INSTRUCTION:
Write out the lines exactly as they appear, beginning with the line that contains "Put a point on the stone step, one" and continuing through the end of the records.

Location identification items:
^^^^

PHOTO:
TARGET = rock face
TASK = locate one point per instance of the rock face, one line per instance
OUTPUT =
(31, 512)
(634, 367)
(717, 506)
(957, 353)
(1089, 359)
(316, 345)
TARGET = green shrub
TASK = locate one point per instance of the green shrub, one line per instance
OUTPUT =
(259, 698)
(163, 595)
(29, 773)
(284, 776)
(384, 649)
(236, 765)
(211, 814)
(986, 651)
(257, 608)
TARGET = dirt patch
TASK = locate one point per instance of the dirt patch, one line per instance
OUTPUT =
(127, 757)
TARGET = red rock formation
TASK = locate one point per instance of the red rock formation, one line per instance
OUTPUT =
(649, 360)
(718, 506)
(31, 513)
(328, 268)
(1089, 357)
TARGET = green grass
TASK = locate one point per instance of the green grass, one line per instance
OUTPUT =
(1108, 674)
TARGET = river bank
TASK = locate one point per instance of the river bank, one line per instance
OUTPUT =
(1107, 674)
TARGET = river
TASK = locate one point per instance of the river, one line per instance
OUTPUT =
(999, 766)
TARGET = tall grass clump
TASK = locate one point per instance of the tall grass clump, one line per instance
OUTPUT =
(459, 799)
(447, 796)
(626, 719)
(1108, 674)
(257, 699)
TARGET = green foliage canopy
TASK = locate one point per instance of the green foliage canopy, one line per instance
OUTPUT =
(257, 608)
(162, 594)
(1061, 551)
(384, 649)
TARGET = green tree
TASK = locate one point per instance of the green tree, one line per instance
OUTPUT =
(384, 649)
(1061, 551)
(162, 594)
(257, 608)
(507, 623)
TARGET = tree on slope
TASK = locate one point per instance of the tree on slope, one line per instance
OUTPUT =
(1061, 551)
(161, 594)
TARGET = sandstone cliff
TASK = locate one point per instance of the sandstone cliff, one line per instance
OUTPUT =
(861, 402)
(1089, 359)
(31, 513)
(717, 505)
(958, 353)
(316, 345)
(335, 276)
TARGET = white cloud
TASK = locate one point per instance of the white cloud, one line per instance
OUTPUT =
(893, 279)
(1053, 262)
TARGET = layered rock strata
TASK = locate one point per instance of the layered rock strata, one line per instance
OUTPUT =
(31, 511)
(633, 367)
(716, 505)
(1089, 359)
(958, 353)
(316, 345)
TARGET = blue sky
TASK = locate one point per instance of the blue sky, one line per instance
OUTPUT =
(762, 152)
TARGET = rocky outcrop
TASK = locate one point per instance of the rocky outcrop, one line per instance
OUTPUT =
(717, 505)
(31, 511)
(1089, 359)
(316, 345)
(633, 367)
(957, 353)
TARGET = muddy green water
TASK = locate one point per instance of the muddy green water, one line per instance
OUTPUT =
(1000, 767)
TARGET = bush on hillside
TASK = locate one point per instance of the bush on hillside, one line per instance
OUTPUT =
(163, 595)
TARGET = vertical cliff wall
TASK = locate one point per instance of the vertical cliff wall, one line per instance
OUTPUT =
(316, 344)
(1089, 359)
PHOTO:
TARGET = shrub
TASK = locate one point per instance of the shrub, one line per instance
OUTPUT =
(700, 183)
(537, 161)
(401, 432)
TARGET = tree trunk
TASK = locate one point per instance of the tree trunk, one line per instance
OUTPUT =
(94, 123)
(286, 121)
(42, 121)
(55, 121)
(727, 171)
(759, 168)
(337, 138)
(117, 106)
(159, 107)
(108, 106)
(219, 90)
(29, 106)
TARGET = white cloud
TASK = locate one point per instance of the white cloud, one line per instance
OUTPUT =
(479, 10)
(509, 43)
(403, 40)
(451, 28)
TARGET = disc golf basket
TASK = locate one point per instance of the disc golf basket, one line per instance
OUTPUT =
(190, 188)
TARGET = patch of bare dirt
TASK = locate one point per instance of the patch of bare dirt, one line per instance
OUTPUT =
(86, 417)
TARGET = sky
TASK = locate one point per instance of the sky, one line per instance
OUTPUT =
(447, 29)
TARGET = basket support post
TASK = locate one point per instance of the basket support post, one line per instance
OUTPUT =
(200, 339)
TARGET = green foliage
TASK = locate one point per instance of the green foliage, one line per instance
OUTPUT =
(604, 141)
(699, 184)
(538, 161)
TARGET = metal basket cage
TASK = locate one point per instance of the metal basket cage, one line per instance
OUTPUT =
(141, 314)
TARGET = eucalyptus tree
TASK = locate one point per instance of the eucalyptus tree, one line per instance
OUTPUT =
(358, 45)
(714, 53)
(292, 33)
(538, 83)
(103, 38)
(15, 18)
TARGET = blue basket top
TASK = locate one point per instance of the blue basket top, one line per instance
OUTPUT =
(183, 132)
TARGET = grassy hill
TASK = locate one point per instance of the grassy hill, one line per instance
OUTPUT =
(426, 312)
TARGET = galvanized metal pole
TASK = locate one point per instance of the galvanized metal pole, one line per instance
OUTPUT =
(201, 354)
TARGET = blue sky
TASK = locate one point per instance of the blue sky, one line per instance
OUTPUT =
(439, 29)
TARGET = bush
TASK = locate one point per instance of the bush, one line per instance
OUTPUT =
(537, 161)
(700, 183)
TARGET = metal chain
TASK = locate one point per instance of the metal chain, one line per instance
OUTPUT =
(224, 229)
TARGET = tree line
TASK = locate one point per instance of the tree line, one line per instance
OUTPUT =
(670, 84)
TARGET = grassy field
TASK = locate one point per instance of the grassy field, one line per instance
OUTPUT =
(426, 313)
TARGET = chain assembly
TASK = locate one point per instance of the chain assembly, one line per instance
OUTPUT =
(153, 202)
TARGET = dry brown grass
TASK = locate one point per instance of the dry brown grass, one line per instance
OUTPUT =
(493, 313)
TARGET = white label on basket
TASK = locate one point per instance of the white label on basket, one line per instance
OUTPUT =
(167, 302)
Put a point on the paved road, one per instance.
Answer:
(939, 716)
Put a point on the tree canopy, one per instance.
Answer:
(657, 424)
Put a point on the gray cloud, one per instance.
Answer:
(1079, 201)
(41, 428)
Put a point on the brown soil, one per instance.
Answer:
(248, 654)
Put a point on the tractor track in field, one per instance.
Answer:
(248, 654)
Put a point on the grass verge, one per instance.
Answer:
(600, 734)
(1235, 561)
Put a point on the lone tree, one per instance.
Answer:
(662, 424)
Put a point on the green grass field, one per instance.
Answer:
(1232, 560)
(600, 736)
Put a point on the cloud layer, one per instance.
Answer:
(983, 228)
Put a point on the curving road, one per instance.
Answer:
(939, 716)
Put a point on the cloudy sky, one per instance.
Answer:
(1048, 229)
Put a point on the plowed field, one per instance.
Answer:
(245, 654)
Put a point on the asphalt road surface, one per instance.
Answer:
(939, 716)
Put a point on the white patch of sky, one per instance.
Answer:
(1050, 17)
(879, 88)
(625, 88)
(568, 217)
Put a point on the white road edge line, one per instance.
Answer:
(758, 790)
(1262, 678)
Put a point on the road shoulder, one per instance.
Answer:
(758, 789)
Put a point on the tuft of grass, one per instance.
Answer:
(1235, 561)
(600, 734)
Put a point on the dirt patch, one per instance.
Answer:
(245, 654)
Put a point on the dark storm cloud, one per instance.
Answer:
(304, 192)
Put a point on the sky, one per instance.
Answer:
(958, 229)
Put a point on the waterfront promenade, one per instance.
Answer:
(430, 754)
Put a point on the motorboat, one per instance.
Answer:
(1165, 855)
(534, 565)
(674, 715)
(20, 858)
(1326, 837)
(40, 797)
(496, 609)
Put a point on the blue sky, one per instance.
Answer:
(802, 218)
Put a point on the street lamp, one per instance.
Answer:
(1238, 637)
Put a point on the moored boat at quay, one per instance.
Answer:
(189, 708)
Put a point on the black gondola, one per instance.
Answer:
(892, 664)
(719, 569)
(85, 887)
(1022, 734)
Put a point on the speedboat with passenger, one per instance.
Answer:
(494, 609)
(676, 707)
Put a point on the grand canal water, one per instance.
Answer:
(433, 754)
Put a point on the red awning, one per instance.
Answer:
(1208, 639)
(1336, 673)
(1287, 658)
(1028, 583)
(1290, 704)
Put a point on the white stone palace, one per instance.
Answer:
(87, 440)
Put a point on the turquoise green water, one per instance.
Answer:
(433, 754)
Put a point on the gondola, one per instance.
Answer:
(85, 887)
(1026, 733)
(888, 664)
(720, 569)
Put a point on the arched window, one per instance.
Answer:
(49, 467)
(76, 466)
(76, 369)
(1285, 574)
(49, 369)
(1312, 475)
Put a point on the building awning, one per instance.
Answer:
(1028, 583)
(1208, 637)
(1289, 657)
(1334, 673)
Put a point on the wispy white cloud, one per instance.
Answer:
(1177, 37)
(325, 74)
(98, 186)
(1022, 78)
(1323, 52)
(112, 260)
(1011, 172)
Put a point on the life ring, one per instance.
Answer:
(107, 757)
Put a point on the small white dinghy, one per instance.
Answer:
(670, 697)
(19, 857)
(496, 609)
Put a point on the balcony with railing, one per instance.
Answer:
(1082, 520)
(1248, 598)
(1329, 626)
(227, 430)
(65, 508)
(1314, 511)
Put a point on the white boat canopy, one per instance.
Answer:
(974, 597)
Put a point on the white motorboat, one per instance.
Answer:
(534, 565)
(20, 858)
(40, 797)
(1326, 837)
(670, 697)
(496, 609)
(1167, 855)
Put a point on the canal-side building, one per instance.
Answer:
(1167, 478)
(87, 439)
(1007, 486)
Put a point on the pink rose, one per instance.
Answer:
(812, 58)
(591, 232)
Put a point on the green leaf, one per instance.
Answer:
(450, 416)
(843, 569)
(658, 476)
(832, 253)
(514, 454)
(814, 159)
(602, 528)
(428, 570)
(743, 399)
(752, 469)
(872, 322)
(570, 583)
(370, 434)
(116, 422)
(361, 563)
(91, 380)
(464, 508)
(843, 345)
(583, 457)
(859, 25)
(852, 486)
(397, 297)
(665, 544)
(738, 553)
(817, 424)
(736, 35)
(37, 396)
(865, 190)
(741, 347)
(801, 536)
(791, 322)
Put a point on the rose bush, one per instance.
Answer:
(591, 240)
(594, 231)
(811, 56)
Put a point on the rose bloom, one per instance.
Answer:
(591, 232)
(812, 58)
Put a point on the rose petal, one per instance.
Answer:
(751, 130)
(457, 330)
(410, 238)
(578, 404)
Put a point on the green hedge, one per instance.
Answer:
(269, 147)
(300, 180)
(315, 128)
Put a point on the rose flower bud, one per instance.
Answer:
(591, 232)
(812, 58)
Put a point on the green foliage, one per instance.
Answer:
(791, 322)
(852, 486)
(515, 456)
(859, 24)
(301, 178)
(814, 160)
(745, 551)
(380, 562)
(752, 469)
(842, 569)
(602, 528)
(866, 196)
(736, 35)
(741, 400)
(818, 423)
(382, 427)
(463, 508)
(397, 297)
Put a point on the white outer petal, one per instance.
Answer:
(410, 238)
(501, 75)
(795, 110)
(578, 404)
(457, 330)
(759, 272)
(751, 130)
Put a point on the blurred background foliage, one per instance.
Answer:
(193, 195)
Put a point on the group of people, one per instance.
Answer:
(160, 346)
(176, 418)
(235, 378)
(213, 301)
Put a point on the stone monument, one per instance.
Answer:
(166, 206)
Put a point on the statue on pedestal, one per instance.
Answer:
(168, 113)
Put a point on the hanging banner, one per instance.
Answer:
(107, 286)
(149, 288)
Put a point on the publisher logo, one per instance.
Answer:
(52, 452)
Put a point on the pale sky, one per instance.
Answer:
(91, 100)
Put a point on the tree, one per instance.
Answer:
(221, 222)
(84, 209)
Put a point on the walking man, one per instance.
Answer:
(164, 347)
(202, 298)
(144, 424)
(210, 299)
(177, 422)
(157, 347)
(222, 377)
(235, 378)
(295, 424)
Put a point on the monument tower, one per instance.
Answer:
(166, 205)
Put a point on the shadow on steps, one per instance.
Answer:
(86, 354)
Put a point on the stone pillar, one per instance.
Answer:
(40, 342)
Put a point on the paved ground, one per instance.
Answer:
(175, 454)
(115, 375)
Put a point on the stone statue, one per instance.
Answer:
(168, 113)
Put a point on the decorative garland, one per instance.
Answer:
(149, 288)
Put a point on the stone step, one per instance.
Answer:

^^^^

FULL ANSWER:
Put a point on the stone step, one per instance.
Answer:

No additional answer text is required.